*JOB:* Print the records below exactly as they appear.

*RECORD EXCERPTS:*
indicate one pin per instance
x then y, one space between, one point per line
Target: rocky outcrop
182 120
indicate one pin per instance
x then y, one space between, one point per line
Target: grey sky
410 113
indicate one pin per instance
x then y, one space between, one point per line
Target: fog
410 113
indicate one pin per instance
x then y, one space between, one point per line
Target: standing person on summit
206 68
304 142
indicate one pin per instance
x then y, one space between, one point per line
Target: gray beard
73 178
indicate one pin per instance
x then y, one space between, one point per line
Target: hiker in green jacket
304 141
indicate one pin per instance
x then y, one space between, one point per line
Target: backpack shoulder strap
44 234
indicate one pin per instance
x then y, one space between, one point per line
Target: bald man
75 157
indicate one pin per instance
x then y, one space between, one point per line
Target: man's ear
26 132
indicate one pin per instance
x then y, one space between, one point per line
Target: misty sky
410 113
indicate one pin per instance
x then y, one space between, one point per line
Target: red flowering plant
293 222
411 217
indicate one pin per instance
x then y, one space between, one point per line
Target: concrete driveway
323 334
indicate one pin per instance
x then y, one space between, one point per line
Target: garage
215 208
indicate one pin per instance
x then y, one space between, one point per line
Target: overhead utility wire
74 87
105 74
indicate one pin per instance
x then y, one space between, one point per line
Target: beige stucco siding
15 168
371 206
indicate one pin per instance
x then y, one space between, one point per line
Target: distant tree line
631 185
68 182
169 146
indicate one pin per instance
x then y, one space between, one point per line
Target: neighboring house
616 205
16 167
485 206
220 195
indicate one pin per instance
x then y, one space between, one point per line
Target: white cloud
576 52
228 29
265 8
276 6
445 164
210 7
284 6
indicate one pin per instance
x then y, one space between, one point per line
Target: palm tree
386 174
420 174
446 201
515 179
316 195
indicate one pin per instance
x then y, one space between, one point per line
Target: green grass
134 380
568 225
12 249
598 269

*THE RESPONSE:*
indicate one pin per instance
x then y, one space between, one point per line
Target: rocky outcrop
182 120
indicate one pin per instance
x then y, one space between, one point per line
Target: grey sky
410 113
indicate one pin per instance
x then y, one space between, one point per line
Target: fog
410 113
indicate one pin per instance
x then y, one space between, one point per line
Target: standing person on summit
206 68
304 142
indicate one pin per instance
x then y, one space between, one point per line
Target: gray beard
73 178
indicate one pin per instance
x then y, one space between, one point per line
Target: hiker in green jacket
304 141
indicate one pin per instance
x then y, one space between, one point per line
Target: backpack shoulder strap
44 234
indicate one pin per instance
x then y, one space between, one point per line
Target: bald man
75 157
indicate one pin per instance
x then y, one space between, one point per line
Target: man's ear
26 132
indicate one pin per instance
x then y, one space between, one point per line
Target: misty sky
410 113
indicate one pin per instance
x then y, one space between, one point per line
Target: red flowering plant
293 222
411 217
indicate one pin per instance
x then y, one space between, one point per line
Target: concrete driveway
323 334
indicate one pin per instance
x then y, one space between, one point per line
Target: garage
215 208
indicate one pin per instance
x then y, one space between, one point per line
Target: overhead utility wire
74 87
105 74
indicate one pin per instance
x then y, one space between, one point per line
Target: beige stucco siding
15 168
371 206
indicate one pin per instance
x then y, one space between, one point per line
Target: distant tree line
631 185
68 182
169 146
indicate one pin per instance
x then y, one space between, one point per line
Target: neighboring house
616 205
16 167
485 206
220 195
indicate one pin per instance
x then y, one space between, one point per line
Target: white cloud
576 52
228 29
265 8
276 6
445 164
210 7
284 6
indicate one pin per instance
x then y, one space between, one point per line
Target: palm tree
386 174
420 174
446 201
515 179
316 195
indicate one pin per instance
x then y, one space between, one point per line
Target: green grass
134 380
568 225
12 249
598 269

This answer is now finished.